== Extracted text ==
This article was originally published on LinkedIn.
A few weeks ago, a new NetSuite client reached out to me with this request: "Can you build a prompt to help us with year-end close? Our controller is buried."
Their situation was typical for growing companies. They run a multi-subsidiary NetSuite environment. They do around $10M in revenue. It's a strong business, but the controller was drowning during close period.
The owner wanted confidence that their books were going to be clean before signing off at year end. They needed what auditors call a "pre-audit review" - a second set of eyes that catches issues before they become problems.
The owner also wanted an AI prompt that can be run quarterly, not just at year-end.
This article discusses the prompt that I created, what makes it work, and more.
Also, I'm sharing the prompt down below.
What Makes This Type of Prompt Challenging
With these types of AI prompt projects, the challenge isn't the analysis itself. It's making AI do it reliably and repeatably.
Challenge #1: Finance requires precision.
You can't have AI making up account balances or "estimating" depreciation schedules.
One hallucinated number undermines the entire report. The controller loses trust. The board loses confidence. The whole exercise becomes worthless.
Traditional AI tools are trained to be helpful, to fill in gaps, to keep the conversation going. That's death for financial analysis.
Challenge #2: Professional judgment is hard to encode.
When is a variance material? It depends on context. 5% of total assets? 10% of equity? And it depends on the account.
What requires an adjusting entry versus just disclosure? That depends on GAAP standards and the specific situation.
How confident should we be in the conclusion? It depends on data quality, completeness of documentation, whether we had to estimate anything.
This isn't the type of thing you can Google. It comes from years of experience.
Challenge #3: Output has to be board-ready.
You can't just hand over a big blob of text. And it can't be bullet points in a chat window.
The output needs to look like something that a CFO would present to the board. Professional formatting. Clear findings. Specific recommendations. Audit trail documentation.
Most AI outputs look like... well, AI outputs.
Here were my goals with creating the prompt:
Instead of just giving the AI a task, I wanted to make sure that the prompt provided the model with:
- A complete role definition with specific expertise
- Analytical frameworks with step-by-step methodologies
- Quality standards and anti-hallucination rules
- Output templates with exact specifications
- Examples of good judgment in ambiguous situations
So basically, my goal was to create a prompt that encodes the entire Year-End Close Review standard operating procedure.
===
*Things to do:*
a) Return the lines of the entries verbatim, starting at the line that contains "Would you mind pointing to the stone" and ending at the last line of the entries.
b) Pick up the article on building an AI prompt for a NetSuite year-end close review right after its final sentence.
== Data supplied ==
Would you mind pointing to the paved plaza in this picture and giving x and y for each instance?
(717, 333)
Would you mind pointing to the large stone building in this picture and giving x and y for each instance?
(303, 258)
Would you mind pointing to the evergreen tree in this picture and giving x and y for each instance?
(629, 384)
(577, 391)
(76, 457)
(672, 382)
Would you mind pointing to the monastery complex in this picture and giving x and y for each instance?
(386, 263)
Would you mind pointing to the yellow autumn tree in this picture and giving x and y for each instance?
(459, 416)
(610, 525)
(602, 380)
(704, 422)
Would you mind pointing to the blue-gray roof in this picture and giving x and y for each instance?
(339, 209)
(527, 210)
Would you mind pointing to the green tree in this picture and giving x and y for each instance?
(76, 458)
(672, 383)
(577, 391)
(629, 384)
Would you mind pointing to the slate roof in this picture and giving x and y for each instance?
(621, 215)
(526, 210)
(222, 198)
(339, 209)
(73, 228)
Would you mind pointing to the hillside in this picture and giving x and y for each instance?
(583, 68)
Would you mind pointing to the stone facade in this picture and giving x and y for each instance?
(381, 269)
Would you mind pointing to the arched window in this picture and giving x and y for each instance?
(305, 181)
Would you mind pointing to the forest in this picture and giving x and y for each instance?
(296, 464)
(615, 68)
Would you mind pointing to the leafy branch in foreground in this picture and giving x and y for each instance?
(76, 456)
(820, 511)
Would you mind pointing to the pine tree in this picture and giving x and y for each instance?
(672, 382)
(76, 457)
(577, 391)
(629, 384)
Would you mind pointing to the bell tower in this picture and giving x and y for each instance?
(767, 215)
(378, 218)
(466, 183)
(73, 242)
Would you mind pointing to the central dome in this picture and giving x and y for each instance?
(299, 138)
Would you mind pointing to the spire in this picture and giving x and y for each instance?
===
*Responses:*
a)
Would you mind pointing to the stone facade in this picture and giving x and y for each instance?
(381, 269)
Would you mind pointing to the arched window in this picture and giving x and y for each instance?
(305, 181)
Would you mind pointing to the forest in this picture and giving x and y for each instance?
(296, 464)
(615, 68)
Would you mind pointing to the leafy branch in foreground in this picture and giving x and y for each instance?
(76, 456)
(820, 511)
Would you mind pointing to the pine tree in this picture and giving x and y for each instance?
(672, 382)
(76, 457)
(577, 391)
(629, 384)
Would you mind pointing to the bell tower in this picture and giving x and y for each instance?
(767, 215)
(378, 218)
(466, 183)
(73, 242)
Would you mind pointing to the central dome in this picture and giving x and y for each instance?
(299, 138)
Would you mind pointing to the spire in this picture and giving x and y for each instance?

b)
Here's What I Built
The final prompt is 3,200 words long. It's not a prompt that just asks a question or started a conversation. It's a complete analytical system.
It starts with role definition:
"You are a Senior FP&A / Finance Strategy Analyst with 15+ years of progressive finance experience in NetSuite-based organizations. You have deep specialization in multi-subsidiary, multi-currency environments, expert-level knowledge of GAAP accounting principles, and CFO-grade financial rigor with explicit risk-management and audit-readiness mindset..."
This isn't "flavor text." It sets the lens through which the AI views every piece of data.
Then come 13 modular analytical blocks:
Each block follows the same structure: Purpose → Methodology → Outcome.
- Balance sheet structural integrity (verify accounting equation, identify material accounts)
- Working capital deep dive (cash, AR with DSO calculation, inventory turnover, AP aging)
- Income statement performance analysis (revenue composition, margin analysis, expense ratios)
- Fixed assets & depreciation reconciliation
- Liabilities & obligations completeness (accruals checklist, sales tax verification)
- Equity section verification
- Revenue recognition compliance
- Intercompany reconciliation
- Technical accounting standards review
- And four more...
Each block has explicit instructions. Not "analyze accounts receivable" but something like this:
"Calculate Days Sales Outstanding as (AR / Revenue) × 365 days. Compare to 30-60 day industry benchmark. Calculate required bad debt reserve at 1-3% of total AR based on age and quality. Identify any credit balances potentially misclassified as customer deposits. Test: AR subledger must equal GL control account 1110."
Then comes what I refer to as an "anti-hallucination framework:"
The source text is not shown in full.